STATED TASK A
Repeat the passage on SQLite time stamps word for word from "Sqlite's date and" to "life technical data.".
STATED TASK B
Answer these questions from the passage on SQLite time stamps, one answer per line:
(i) What resolution does Julian Day give with 64-bit floats?
(ii) On what date does the passage say a leap second will be inserted?
(iii) An index on which column makes the first SELECT especially efficient?

If selecting rows according to a date/timestamp is ever needed, numeric
time stamps are clearly advantageous, e.g.

SELECT * FROM data WHERE t BETWEEN julianday(tbegstr) AND
julianday(tendstr);

is much more efficient than

SELECT * FROM data WHERE julianday(tstr) BETWEEN julianday(tbegstr) AND
julianday(tendstr);

particularly if there is an index on t in the first SELECT;

Sqlite's date and time functions support Julian Day, which is in some
circumstances not the best:

1) With 64 bit floats the resolution is about 1 millisecond which is not
sufficient for some real life technical data.

2) It cannot handle leap seconds, such as the one that will be inserted on
June 30, 2015.

An alternative is a "day segmented time code", e. g.

MATERIAL PROVIDED
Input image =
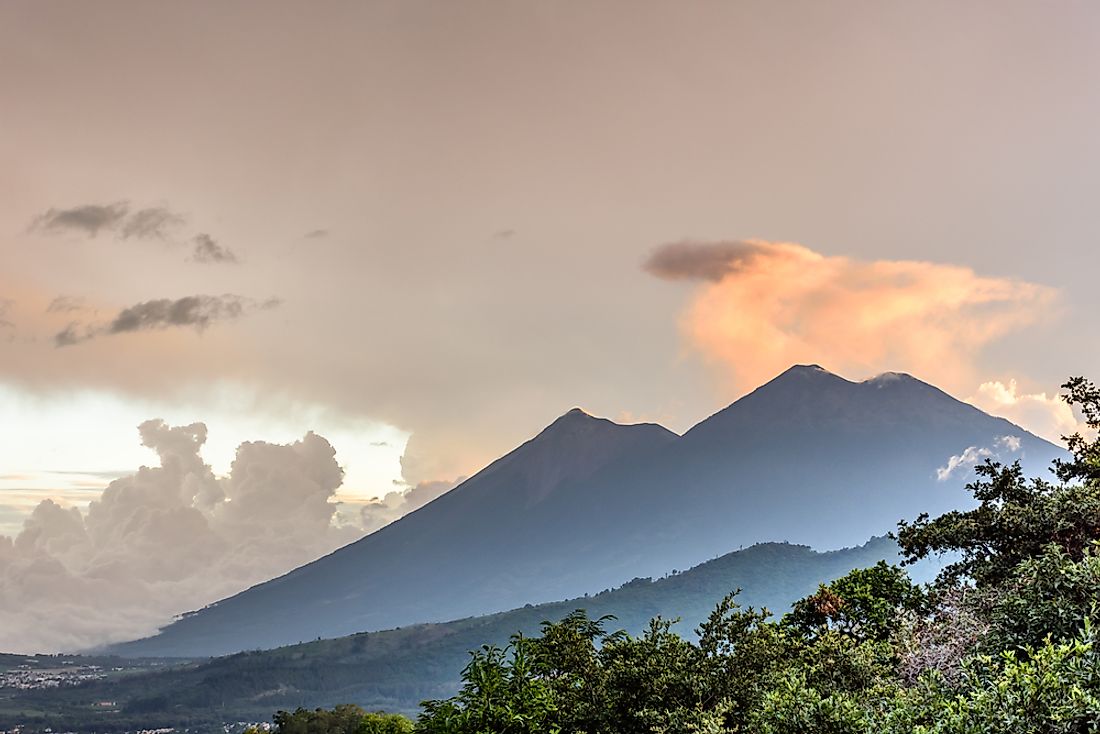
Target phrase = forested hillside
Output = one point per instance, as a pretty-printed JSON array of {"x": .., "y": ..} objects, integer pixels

EXERCISE OUTPUT A
Sqlite's date and time functions support Julian Day, which is in some
circumstances not the best:

1) With 64 bit floats the resolution is about 1 millisecond which is not
sufficient for some real life technical data.

EXERCISE OUTPUT B
(i) About 1 millisecond
(ii) June 30, 2015
(iii) t